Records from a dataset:
::::

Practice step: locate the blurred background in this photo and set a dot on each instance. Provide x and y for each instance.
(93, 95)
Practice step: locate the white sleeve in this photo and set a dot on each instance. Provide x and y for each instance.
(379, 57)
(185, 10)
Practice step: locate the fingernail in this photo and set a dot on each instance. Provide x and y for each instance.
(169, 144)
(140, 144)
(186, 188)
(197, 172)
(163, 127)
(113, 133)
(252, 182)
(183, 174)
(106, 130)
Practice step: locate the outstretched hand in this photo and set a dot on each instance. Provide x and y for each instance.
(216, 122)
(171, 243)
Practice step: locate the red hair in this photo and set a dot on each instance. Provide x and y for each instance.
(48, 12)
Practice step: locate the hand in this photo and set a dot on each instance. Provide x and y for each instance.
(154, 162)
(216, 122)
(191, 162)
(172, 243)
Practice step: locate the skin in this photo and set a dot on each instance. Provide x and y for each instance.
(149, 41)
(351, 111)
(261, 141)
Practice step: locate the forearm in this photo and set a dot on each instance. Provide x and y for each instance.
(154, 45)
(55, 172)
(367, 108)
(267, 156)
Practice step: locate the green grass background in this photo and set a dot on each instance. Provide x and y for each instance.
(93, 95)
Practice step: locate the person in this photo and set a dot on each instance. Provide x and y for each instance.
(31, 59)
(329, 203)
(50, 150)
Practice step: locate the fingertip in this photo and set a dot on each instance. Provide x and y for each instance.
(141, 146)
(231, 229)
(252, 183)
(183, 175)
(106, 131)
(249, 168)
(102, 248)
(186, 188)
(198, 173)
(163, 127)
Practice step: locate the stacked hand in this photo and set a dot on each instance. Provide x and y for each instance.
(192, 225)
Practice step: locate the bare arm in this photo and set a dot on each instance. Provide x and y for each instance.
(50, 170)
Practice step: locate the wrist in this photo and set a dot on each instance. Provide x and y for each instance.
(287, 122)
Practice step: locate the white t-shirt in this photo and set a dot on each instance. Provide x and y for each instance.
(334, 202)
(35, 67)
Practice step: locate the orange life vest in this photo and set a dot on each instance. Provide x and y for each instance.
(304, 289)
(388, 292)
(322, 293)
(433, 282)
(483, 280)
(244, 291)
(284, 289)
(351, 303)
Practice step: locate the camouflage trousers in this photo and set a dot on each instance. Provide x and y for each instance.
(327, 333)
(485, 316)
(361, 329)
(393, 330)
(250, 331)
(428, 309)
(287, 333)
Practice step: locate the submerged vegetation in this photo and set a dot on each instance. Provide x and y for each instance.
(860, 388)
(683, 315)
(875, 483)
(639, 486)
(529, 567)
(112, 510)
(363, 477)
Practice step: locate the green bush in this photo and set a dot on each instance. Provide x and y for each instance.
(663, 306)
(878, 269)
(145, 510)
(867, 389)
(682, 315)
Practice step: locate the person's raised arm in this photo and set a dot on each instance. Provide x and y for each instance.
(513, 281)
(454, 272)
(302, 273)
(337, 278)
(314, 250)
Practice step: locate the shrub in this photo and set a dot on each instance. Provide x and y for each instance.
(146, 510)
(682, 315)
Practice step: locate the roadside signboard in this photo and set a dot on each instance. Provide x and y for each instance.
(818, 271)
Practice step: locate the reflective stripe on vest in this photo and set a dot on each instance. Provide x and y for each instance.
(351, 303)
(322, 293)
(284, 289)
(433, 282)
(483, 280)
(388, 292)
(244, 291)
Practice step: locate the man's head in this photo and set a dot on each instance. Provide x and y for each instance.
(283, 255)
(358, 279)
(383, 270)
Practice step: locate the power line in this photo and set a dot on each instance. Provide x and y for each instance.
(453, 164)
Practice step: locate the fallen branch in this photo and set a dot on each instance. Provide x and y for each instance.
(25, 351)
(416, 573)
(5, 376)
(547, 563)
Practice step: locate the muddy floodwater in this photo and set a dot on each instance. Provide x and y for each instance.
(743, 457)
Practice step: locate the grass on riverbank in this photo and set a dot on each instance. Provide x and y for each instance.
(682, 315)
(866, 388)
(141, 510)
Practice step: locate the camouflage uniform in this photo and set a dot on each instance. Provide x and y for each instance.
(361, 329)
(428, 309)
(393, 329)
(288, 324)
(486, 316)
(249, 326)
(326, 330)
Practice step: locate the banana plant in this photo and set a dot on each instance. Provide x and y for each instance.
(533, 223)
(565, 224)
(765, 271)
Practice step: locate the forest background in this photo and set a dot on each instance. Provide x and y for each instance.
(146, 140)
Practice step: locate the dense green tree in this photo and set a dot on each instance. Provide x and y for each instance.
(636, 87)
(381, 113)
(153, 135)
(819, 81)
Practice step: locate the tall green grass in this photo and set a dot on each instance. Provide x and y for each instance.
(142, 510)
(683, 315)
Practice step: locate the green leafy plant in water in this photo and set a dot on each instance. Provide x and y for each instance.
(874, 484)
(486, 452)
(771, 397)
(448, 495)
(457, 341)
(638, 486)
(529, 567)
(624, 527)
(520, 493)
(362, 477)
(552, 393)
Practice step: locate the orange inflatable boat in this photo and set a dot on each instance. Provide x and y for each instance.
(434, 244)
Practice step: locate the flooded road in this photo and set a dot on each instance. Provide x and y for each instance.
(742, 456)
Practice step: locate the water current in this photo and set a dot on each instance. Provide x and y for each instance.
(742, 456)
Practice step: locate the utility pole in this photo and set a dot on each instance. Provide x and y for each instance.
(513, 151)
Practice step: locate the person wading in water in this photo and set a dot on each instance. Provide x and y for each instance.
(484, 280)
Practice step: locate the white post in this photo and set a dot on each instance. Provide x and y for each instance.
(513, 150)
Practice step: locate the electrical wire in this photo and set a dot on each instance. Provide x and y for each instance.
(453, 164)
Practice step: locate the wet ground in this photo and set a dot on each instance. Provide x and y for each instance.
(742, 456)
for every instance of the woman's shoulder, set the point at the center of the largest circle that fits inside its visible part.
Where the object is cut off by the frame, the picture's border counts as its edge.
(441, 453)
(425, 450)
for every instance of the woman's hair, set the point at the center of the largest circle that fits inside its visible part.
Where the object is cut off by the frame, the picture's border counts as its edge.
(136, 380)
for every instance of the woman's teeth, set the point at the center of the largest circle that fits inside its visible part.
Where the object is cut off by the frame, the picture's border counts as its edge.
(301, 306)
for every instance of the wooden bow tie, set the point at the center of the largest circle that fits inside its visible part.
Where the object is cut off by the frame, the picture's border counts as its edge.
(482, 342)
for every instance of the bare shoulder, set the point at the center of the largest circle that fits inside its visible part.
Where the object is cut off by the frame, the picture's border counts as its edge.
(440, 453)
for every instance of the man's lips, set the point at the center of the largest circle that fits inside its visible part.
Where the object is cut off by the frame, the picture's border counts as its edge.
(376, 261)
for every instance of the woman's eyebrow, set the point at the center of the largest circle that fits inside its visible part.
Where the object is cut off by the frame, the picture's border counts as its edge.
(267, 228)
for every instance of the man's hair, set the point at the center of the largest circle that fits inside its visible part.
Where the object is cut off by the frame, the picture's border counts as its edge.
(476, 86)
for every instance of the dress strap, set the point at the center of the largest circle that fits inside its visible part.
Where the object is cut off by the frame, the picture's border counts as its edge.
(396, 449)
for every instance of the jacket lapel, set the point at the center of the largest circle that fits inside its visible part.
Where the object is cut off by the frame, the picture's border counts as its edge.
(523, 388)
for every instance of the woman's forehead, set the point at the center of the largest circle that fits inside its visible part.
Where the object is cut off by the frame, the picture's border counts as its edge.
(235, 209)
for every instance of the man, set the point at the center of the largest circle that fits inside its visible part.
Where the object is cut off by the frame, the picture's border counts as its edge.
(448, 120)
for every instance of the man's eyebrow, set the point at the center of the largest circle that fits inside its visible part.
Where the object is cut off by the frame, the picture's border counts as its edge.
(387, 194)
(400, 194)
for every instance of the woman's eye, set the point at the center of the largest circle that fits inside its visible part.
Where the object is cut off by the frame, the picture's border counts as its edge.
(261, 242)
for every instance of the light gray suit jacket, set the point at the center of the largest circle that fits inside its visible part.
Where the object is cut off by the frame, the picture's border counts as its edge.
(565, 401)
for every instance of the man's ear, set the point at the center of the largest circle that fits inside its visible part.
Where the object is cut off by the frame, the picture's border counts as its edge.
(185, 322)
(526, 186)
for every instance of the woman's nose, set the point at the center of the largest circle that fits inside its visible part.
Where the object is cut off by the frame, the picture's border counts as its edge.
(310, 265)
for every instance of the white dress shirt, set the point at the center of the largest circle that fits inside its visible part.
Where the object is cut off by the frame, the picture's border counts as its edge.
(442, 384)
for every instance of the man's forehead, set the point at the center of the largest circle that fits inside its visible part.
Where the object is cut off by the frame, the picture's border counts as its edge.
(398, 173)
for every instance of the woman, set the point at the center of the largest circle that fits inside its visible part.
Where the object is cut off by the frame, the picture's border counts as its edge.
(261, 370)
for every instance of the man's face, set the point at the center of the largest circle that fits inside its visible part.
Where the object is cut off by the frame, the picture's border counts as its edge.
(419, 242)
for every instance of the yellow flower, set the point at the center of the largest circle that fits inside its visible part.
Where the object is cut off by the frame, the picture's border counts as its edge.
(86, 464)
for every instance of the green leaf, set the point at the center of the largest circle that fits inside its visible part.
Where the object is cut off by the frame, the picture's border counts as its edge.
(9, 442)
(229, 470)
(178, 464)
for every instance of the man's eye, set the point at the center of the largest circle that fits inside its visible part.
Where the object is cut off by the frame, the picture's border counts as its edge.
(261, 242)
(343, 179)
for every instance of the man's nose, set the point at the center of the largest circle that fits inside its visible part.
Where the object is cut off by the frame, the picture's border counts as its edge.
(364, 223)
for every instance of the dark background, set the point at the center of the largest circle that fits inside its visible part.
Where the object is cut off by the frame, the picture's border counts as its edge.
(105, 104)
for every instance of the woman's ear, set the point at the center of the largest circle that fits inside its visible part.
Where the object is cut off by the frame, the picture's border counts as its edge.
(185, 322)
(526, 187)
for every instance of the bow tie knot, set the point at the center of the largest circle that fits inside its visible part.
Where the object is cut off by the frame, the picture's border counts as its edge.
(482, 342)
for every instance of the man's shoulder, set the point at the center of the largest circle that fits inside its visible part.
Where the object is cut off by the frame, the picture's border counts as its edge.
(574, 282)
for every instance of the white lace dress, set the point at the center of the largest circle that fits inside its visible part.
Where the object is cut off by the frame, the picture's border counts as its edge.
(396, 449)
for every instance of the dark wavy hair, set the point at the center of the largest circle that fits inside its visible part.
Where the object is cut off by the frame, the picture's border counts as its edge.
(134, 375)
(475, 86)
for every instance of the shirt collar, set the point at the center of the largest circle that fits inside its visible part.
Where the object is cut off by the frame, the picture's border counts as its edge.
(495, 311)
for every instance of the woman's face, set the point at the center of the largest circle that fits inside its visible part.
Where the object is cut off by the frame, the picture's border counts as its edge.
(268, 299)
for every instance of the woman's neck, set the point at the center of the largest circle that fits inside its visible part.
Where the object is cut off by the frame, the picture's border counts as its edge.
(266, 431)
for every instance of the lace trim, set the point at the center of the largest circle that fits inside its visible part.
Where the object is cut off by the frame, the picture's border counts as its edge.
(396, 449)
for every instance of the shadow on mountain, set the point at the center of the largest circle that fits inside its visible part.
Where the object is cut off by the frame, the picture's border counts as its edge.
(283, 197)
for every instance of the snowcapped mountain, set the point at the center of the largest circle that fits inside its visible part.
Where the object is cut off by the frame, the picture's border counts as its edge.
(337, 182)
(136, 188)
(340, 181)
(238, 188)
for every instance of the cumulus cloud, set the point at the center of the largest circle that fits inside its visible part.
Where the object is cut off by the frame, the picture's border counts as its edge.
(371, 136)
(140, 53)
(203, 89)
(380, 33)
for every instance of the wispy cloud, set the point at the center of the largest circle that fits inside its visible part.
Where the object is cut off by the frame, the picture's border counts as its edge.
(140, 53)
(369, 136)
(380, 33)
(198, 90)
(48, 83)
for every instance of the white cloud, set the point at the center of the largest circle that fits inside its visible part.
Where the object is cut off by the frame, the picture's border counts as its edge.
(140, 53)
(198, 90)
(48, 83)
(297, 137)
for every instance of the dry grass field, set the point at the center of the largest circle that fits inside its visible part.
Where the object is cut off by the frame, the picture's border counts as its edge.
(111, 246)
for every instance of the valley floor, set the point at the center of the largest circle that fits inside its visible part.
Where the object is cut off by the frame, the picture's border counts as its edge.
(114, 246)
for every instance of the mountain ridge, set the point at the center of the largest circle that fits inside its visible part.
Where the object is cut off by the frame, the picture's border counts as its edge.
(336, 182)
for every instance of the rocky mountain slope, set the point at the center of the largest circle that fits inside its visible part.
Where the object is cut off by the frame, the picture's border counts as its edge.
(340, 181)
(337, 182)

::::

▶ **Work to complete**: Scan the records for the string "shoulder" and show every line that contains it.

▶ **Solution for this problem**:
for every instance of the woman's shoulder, set the point at the center of the largest circle that fits inside its visible part.
for every instance of the bare shoulder, set the point at the center of the largest circle that fits inside its visible part.
for every instance of the man's shoulder, set the point at the center of the largest circle that fits inside its visible part.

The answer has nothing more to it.